_Extract provided:_
# # # #

I like the third version!
After plugin launch my application it will start an timer to watch for instruction file. But quick googling doesn't give me an simple solution for timer in lua. It exists?


----------



## DawMatt (Jul 25, 2012)

Grinchman said:


> But quick googling doesn't give me an simple solution for timer in lua. It exists?


Look up LrTasks in the SDK's API Reference. LrTask.sleep in particular. just make sure you do all this work in an async task so you don't freeze your UI.


----------



## Grinchman (Jul 31, 2012)

So, almost all stuff works fine - export image to my application, pass new file name from my application to my LR plugin via interprocess communication text file.
 The only one thing is slowing me is _catalog.addPhoto_ method! It doesn't works! At some point of plugin script I read string from text file. This string contains path to file created by my application. I check that path on existence by LrFileUtils.exists(file_path). Path is exists!

# # # #

_Exercises:_
1. In the forum thread about a plugin timer in Lua, which function did DawMatt single out in particular?
2. Write the next part of the forum thread about the plugin timer in Lua, picking up right after its last sentence.
The records that come next are separate from the forum thread and unrelated to it.

# # # #

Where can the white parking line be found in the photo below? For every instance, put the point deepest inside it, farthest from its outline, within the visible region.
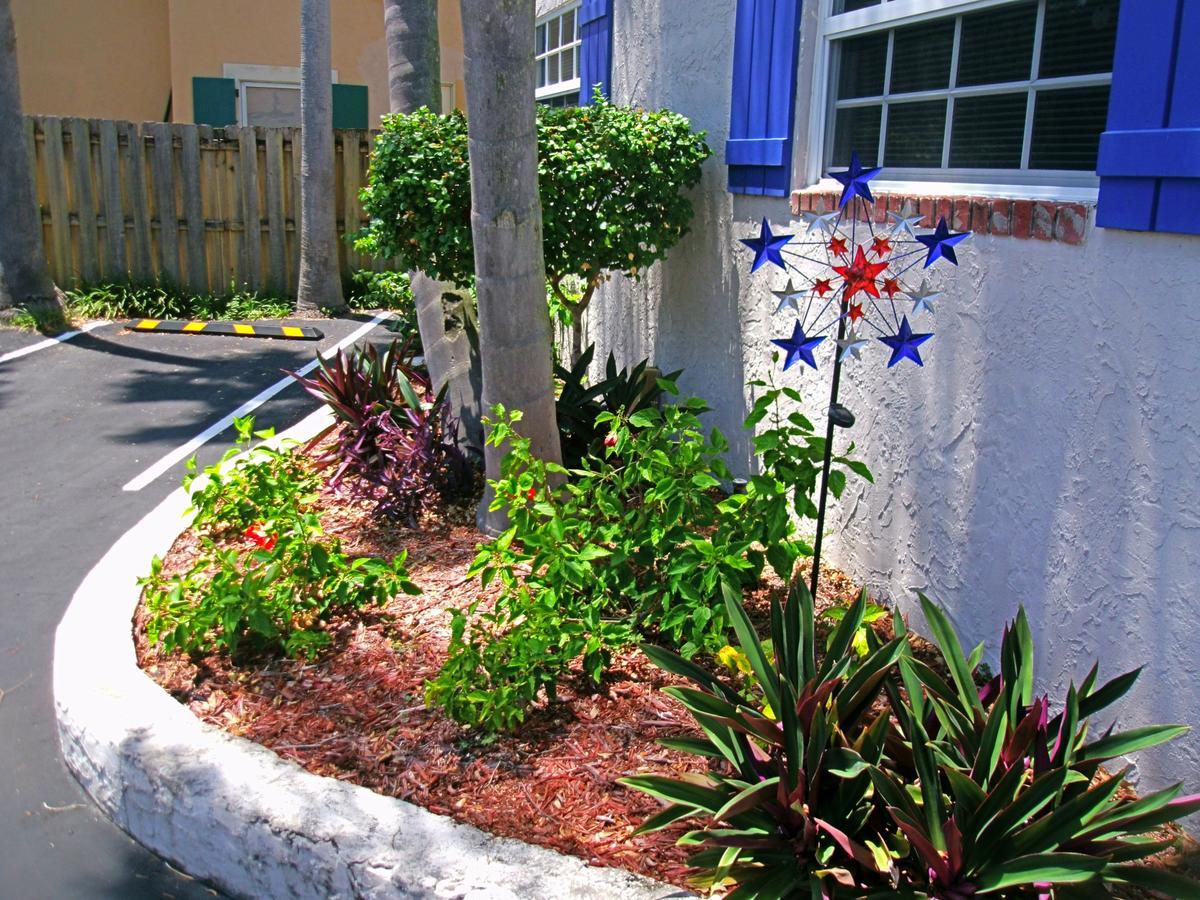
(52, 341)
(181, 453)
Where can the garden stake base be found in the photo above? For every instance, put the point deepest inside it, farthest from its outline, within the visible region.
(227, 329)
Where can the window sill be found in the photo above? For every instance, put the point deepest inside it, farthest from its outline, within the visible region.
(1066, 220)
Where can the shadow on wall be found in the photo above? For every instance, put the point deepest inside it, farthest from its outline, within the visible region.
(1047, 455)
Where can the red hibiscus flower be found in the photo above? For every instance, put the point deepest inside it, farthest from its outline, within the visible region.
(263, 540)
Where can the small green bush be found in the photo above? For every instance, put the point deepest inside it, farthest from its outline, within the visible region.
(957, 786)
(277, 595)
(156, 301)
(611, 179)
(635, 546)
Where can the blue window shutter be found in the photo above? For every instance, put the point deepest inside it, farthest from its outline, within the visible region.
(215, 101)
(351, 107)
(1150, 155)
(595, 49)
(766, 47)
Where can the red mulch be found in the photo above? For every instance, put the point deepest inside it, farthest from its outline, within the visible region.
(358, 713)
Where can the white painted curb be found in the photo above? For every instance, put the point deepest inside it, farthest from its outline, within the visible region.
(235, 815)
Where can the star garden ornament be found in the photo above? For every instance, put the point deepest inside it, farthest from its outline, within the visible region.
(852, 280)
(798, 347)
(904, 343)
(853, 181)
(821, 221)
(852, 345)
(767, 247)
(850, 275)
(923, 298)
(905, 226)
(941, 244)
(789, 298)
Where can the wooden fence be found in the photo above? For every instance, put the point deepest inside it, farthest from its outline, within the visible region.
(203, 208)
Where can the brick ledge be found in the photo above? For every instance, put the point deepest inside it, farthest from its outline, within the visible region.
(1039, 220)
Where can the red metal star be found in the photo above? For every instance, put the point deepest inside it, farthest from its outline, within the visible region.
(861, 275)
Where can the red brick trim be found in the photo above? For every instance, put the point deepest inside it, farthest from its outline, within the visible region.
(1042, 220)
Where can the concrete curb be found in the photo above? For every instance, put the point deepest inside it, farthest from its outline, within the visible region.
(235, 815)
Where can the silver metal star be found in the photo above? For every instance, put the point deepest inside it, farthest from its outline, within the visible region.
(923, 298)
(903, 225)
(822, 221)
(852, 345)
(791, 295)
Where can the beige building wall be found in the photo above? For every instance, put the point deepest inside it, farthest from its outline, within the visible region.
(103, 59)
(208, 34)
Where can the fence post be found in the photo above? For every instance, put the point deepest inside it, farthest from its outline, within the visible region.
(115, 268)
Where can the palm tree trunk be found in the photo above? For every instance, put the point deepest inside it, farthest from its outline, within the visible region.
(24, 279)
(414, 81)
(321, 277)
(414, 57)
(505, 217)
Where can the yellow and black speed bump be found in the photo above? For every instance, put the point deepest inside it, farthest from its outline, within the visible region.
(227, 329)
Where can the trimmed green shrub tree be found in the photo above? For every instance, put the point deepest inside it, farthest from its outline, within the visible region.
(612, 183)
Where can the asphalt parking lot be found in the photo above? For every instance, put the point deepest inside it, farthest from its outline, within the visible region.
(95, 433)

# # # #

_Responses:_
1. LrTask.sleep

2.
Then, according to LR SDK documentation I call addPhoto like that:
*LrCatalog.withWriteAccessDo("Import from Application", LrCatalog.addPhoto(file_path))
*But I got error: 
_Unable to export: An internal error has occured: LrCatalog.addPhoto: path parameter is missing or is not a string.
_
What that means? Why variable file_path can be not a string or something else?


----------



## johnbeardy (Jul 31, 2012)

It usually works. You've probably made a small typing error or the variable is out of scope.


----------



## Grinchman (Jul 31, 2012)

johnbeardy said:


> It usually works. You've probably made a small typing error or the variable is out of scope.


And I thought so! And continue to think so! But I have that I have. Let's check my code. Maybe with your fresh look we'll find an bug in code?


> local file_path = LrFileUtils.readFile(lr_path)
> if (file_path ~= "") then
> if(LrFileUtils.exists(file_path)) then
> LrCatalog.withWriteAccessDo("Import from Application", LrCatalog.addPhoto(file_path))
> ...


----------



## johnbeardy (Jul 31, 2012)

Nothing obvious. I think it would scream, but is the code inside a task?

I assume there's nothing like a carriage return in lr_path's contents and it simply contains the path.

Maybe just write file_path to a log - just in case it's not nil. Nil and not "" are different.

Is the photo already in the catalogue? That might mean you don't see anything happening. Test with LrCatalog:findPhotoByPath( file_path)


----------



## Grinchman (Jul 31, 2012)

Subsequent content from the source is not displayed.